## Directions
Using the records that appear below, write out exactly the lines from the one with "Each instance of the diced" through the one with "Each instance of the speckled", keeping both end lines.
Listed entries Block Start
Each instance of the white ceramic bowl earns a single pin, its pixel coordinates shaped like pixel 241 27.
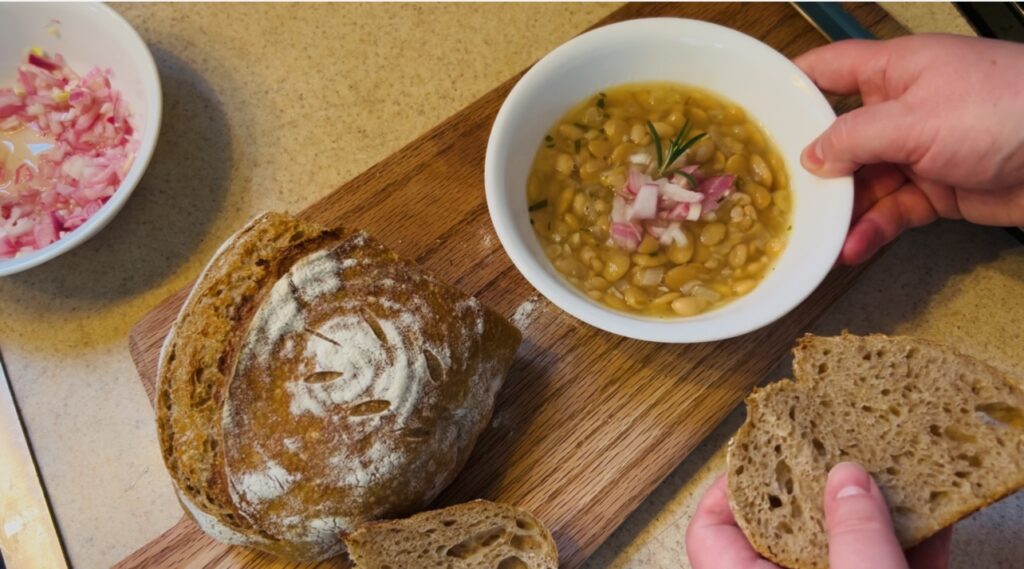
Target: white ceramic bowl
pixel 764 82
pixel 90 35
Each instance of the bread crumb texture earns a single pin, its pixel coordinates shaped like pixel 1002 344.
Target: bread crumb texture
pixel 479 534
pixel 941 433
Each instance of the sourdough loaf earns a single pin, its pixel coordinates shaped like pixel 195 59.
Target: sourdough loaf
pixel 478 534
pixel 314 381
pixel 941 433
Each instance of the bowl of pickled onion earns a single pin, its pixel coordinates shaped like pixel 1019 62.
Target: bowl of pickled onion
pixel 80 111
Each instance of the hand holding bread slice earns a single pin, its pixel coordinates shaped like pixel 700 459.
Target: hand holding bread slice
pixel 941 433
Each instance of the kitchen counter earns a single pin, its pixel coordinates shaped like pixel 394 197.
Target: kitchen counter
pixel 272 106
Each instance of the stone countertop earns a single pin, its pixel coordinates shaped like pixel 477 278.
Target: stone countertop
pixel 272 106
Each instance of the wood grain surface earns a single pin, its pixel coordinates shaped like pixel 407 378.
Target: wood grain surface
pixel 588 424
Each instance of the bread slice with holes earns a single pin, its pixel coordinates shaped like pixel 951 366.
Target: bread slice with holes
pixel 941 433
pixel 478 534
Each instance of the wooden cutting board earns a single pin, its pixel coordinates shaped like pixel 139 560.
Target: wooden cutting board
pixel 588 424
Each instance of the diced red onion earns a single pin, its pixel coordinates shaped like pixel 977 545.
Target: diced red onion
pixel 679 194
pixel 694 213
pixel 90 128
pixel 645 205
pixel 620 210
pixel 678 212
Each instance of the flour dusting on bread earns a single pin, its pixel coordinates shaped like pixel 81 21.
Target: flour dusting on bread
pixel 334 383
pixel 265 484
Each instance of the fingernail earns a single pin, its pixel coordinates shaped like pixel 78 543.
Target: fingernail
pixel 812 156
pixel 851 490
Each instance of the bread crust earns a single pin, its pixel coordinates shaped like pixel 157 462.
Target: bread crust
pixel 911 530
pixel 313 381
pixel 474 534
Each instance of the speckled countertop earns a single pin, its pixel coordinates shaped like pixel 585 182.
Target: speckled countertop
pixel 271 106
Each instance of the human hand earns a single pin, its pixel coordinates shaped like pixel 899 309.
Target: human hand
pixel 860 531
pixel 939 135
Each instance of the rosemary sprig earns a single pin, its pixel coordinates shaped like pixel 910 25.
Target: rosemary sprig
pixel 677 145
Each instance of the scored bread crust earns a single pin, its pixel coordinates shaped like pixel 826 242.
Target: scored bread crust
pixel 478 534
pixel 923 419
pixel 314 380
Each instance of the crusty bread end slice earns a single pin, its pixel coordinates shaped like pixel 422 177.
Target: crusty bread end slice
pixel 940 432
pixel 478 534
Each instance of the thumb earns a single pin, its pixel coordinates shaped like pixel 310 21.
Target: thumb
pixel 871 134
pixel 860 531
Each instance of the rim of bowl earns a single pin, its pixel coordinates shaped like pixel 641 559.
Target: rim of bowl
pixel 682 330
pixel 155 107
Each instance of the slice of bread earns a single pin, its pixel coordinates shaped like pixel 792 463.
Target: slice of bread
pixel 478 534
pixel 941 433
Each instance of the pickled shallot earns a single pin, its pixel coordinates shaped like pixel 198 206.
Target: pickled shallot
pixel 66 144
pixel 653 206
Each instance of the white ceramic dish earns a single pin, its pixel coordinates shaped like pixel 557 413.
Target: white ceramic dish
pixel 90 35
pixel 764 82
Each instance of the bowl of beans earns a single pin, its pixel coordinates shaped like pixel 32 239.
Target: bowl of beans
pixel 645 178
pixel 80 113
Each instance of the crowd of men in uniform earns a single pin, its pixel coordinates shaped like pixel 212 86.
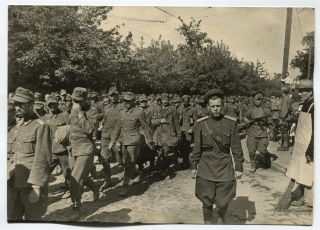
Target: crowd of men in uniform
pixel 165 132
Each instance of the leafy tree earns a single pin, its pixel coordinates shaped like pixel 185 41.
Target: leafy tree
pixel 303 57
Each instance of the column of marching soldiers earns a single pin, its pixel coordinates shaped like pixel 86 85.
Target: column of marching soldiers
pixel 144 134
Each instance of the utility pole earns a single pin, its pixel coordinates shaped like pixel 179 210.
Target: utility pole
pixel 287 42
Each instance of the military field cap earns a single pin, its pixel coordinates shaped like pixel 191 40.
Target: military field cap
pixel 63 92
pixel 52 99
pixel 164 96
pixel 258 96
pixel 305 84
pixel 23 95
pixel 128 96
pixel 38 105
pixel 213 92
pixel 92 95
pixel 176 99
pixel 79 94
pixel 142 97
pixel 185 98
pixel 112 91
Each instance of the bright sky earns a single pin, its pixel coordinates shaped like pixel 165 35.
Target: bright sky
pixel 250 33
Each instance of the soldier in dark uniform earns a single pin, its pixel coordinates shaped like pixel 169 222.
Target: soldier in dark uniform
pixel 187 119
pixel 83 147
pixel 211 161
pixel 285 119
pixel 258 120
pixel 111 113
pixel 55 119
pixel 130 122
pixel 27 190
pixel 167 134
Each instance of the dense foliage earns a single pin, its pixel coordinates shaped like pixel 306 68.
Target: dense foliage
pixel 63 47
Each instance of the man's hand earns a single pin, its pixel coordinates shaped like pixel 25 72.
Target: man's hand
pixel 163 120
pixel 110 145
pixel 34 195
pixel 193 173
pixel 151 145
pixel 239 174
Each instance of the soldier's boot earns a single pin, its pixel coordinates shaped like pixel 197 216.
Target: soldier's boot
pixel 252 163
pixel 207 215
pixel 93 187
pixel 107 173
pixel 128 173
pixel 285 143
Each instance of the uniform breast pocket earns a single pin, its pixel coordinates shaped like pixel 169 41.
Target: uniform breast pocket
pixel 28 144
Listed entries Block End
## Written answer
Each instance of the diced red onion earns a single pin, its pixel coordinates shaped like pixel 977 545.
Target: diced red onion
pixel 679 194
pixel 694 213
pixel 90 128
pixel 645 205
pixel 620 210
pixel 678 212
Each instance of the flour dusting on bread earns a single pin, its pixel coordinates shaped like pixel 81 21.
Target: flour dusting on bread
pixel 334 383
pixel 265 484
Each instance of the fingernail earns a single pin, its pixel coordinates shaped like pixel 78 543.
Target: fingernail
pixel 812 156
pixel 851 490
Each instance of the bread crust earns a single pin, its pixel coordinates shaped like pixel 157 462.
Target: bread crust
pixel 911 530
pixel 313 381
pixel 474 534
Each instance of the speckled countertop earns a single pin, its pixel coordinates shaped like pixel 585 182.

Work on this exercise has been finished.